**Tasks and exercises:**
• A. Copy out the passage of the Bundle Protocol conversation text that begins with the words "which means a" and ends after the words "identify port number).".
• B. List the POSIX socket API functions named in the text on Bundle Protocol conversations.
• C. Carry on the text on Bundle Protocol conversations from its last sentence.

*** Opening of Text for analysis ***

Now that we are getting into discussions of codifying BP application
protocols (e.g. Marc's proposals for SNMP/BP and HTTP/BP, the DTN management
protocol, etc.) there is a need to codify what is required, allowed, and not
allowed regarding what some protocols and tools would call a "conversation"
which means a multi-datagram sequence between two endpoints. My suggestion
for how BP can handle this is to simply swap the Source and Destination EID
as a way to participate in a conversation. This is terribly simple but does
impose constraints on the application-side API for a BPA, which is that an
application has some visibility into a received bundle's source and
destination EID (in the same way that POSIX socket API allows `bind`,
`recvfrom`, and `sendto` to identify port number).

 

This is equivalent to how TCP, SCTP, and DCCP operate but because the BP
EIDs are names and are separated from the CL transport there is no need for
BP to ever introduce an explicit (and complex) logic for multi-homing,
multi-pathing, etc. The EID is a stable name for one end of a conversation
regardless of how the bundles are transported in either direction or how
that may change over time. The point of codifying the notion of a
conversation is so that both applications and diagnostic tools (like
Wireshark) can have a shared understanding of "how things are supposed to
work" that is independent of how the application protocol is actually using
the conversation. There is even a bundle signaling flag in the form of
"Acknowledgement by application is requested" [2] which seems to be
otherwise undefined and could be used as an indication that a bundle is the
start of a (possibly brief, one response) conversation.

 

Taking analogy from protocols that use UDP, but not required by UDP itself,
there are two general types of UDP port used: assigned and dynamic [1]. For
many uses of UDP one side of a conversation will use an assigned port for a
well-known service but the other side is free to use a dynamic port number.

*** Close of Text for analysis ***
*** Opening of Data section ***

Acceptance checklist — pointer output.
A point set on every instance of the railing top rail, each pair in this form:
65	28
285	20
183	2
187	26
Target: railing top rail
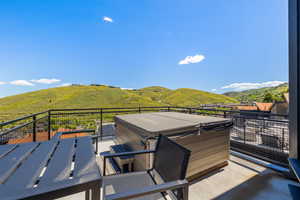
21	118
113	109
107	108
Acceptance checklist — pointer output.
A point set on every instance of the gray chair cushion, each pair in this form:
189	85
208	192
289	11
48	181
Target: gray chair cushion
129	182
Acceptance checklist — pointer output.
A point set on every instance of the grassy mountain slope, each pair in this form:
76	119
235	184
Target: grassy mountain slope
259	94
103	96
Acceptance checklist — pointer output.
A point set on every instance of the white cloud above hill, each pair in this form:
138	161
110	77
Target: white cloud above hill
21	83
46	81
192	59
248	86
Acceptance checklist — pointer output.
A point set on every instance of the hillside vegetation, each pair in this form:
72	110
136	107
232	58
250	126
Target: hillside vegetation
259	95
103	96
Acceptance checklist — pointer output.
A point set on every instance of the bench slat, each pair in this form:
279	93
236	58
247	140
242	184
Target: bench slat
11	161
5	149
59	167
295	165
26	175
85	158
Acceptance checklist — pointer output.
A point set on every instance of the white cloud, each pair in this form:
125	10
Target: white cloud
192	59
107	19
127	89
65	84
21	83
46	81
248	86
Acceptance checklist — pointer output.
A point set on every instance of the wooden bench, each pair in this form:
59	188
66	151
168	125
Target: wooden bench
49	170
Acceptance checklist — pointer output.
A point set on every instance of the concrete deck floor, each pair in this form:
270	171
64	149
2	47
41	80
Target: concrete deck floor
241	179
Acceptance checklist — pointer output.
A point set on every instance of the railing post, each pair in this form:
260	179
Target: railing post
49	124
34	128
244	131
101	126
282	145
104	166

*** Close of Data section ***

**Your responses:**
• A.
which means a multi-datagram sequence between two endpoints. My suggestion
for how BP can handle this is to simply swap the Source and Destination EID
as a way to participate in a conversation. This is terribly simple but does
impose constraints on the application-side API for a BPA, which is that an
application has some visibility into a received bundle's source and
destination EID (in the same way that POSIX socket API allows `bind`,
`recvfrom`, and `sendto` to identify port number).

• B. bind, recvfrom, sendto

• C.
This has a few benefits, but the one most applicable to scaling of services
is that while the "provider" of a service can use an assigned number, the
"user" of a service can use a dynamic number without the need for any
pre-configuration or negotiation. The disambiguation between
users/conversations is by allowing each user to register its own ephemeral
endpoint in the local BPA without the need to coordinate with any other
endpoint. This also doesn't exclude the case where both endpoints use
assigned numbers (which is how some protocols like SNMP or DNS can operate)
but makes that more of a special case. The concrete effect of this would be
to reserve a large chunk of 32-bit IPN service number space [3] and maybe
reserve a prefix or pattern in the DTN service demux space for ephemeral
endpoints (the tilde prefix is already reserved for non-singleton
endpoints).

 

The reason for all of this is that I think applications are going to
naturally fall into this pattern, both because existing protocols (over UDP
and the other connection-oriented transport) already use this pattern and
because it is a genuinely useful thing to not need to reinvent every time
there is a two-way exchange of bundles between applications. Finally, this
isn't a proposal for "this is what you must do" but more like "if you need a
conversation this is the standard pattern of behavior," which is equivalent
to BPSec as "if you need bundle security this is what you use."

 

Any thoughts or interest in a short draft to nail down some of these
concepts?

Brian S.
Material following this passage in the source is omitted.